Opdracht A.
Zet de alinea die begint met "Het college moet opnieuw onderzoek" uit het tekstfragment over trillingshinder om in een korte opsomming met de belangrijkste feiten.
Opdracht B.
Pak het tekstfragment over trillingshinder op na de laatste zin en schrijf het verder.

Tekstfragment.
11.     De overige door [appellant] aangevoerde gronden behoeven geen bespreking meer.

Conclusie ten aanzien van het hoger beroep

12.     Het hoger beroep is gegrond. De aangevallen uitspraak zal worden vernietigd. Doende wat de rechtbank zou behoren te doen, zal de Afdeling het beroep tegen het besluit van 1 september 2020 gegrond verklaren. Dit besluit komt wegens strijd met het zorgvuldigheidsbeginsel, als bedoeld in artikel 3:2 van de Algemene wet bestuursrecht, voor vernietiging in aanmerking. Het college moet een nieuw besluit nemen op het door [appellant] tegen het besluit van 17 februari 2020 gemaakte bezwaar met inachtneming van wat in deze uitspraak is overwogen. De Afdeling zal daartoe een termijn stellen.

Wat betekent dit in de praktijk?

13.     Het college moet opnieuw onderzoek laten verrichten naar trillingshinder als gevolg van verkeer dat langs het huis van [appellant] voert.  Hierbij kan het college bijvoorbeeld onderzoek laten verrichten met een bewaakte methode, zoals [appellant] heeft aangevoerd. Vervolgens moet het college een belangenafweging maken waarbij het de nieuwe onderzoeksresultaten in aanmerking neemt en besluiten of het de aanvraag van [appellant] om een verkeersbesluit te nemen alsnog toewijst of niet. Hierbij moet het college uitgaan van de actuele verkeerssituatie voor huis van [appellant], op basis van bijvoorbeeld nieuwe tellingen uitgevoerd in een hiervoor representatieve periode.

Gegevensset.
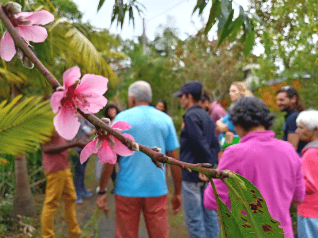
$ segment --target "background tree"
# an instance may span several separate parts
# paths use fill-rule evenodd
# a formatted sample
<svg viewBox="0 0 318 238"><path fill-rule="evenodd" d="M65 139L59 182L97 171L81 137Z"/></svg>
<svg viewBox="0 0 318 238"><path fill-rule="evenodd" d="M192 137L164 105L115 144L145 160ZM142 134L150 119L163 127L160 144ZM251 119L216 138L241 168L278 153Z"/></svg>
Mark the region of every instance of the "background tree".
<svg viewBox="0 0 318 238"><path fill-rule="evenodd" d="M302 85L301 97L307 107L317 108L317 1L302 1L296 4L273 0L251 2L251 10L255 11L264 23L258 24L256 28L257 40L264 49L257 60L260 67L256 73L261 81L280 77L290 83L299 79ZM262 37L267 34L271 37ZM269 44L266 41L270 47L266 46Z"/></svg>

Antwoord A.
- Het college laat opnieuw onderzoek doen naar trillingshinder door verkeer langs het huis van [appellant], bijvoorbeeld met een bewaakte methode.
- Daarna maakt het college een belangenafweging waarin het de nieuwe onderzoeksresultaten meeneemt.
- Het college beslist of het de aanvraag van [appellant] om een verkeersbesluit alsnog toewijst.
- Het college gaat daarbij uit van de actuele verkeerssituatie voor het huis, bijvoorbeeld op basis van nieuwe tellingen in een representatieve periode.

Antwoord B.
Proceskosten

14.     Het college moet de proceskosten van [appellant] vergoeden.

Beslissing

De Afdeling bestuursrechtspraak van de Raad van State:

I.        verklaart het hoger beroep gegrond;

II.       vernietigt de uitspraak van de rechtbank Oost­Brabant van 2 juni 2021 in zaak nr. 20/2855;

III.      verklaart het beroep tegen het besluit van het college van burgemeester en wethouders van Bergeijk van 1 september 2020, met het kenmerkt 20UT008099/C20002623, gegrond;

IV.     vernietigt dit besluit;

V.      draagt het college van burgemeester en wethouders van Bergeijk op om binnen 26 weken na verzending van deze uitspraak met inachtneming van hetgeen daarin is overwogen een nieuw besluit te nemen en dit op de wettelijk voorgeschreven wijze bekend te maken;

VI.     bepaalt dat tegen het te nemen nieuwe besluit alleen bij de Afdeling beroep kan worden ingesteld;

VII.     veroordeelt het college van burgemeester en wethouders van Bergeijk tot vergoeding van bij [appellant] in verband met de behandeling van het beroep en het hoger beroep opgekomen proceskosten tot een bedrag van € 3.086,78, waarvan € 3.036,00 is toe te rekenen aan door een derde beroepsmatig verleende rechtsbijstand;

VIII.    gelast dat het college van burgemeester en wethouders van Bergeijk aan [appellant] het door hem voor de behandeling van het beroep en het hoger beroep betaalde griffierecht ten bedrage van € 448,00 vergoedt.

Aldus vastgesteld door mr. H.C.P. Venema, lid van de enkelvoudige kamer, in tegenwoordigheid van mr. B. van Dokkum, griffier.

w.g. Venema
lid van de enkelvoudige kamer

w.g. Van Dokkum
griffier

Uitgesproken in het openbaar op 15 juni 2022

735-994

BIJLAGE - Wettelijk kader

Algemene wet bestuursrecht

Artikel 3:2

Bij de voorbereiding van een besluit vergaart het bestuursorgaan de nodige kennis omtrent de relevante feiten en de af te wegen belangen.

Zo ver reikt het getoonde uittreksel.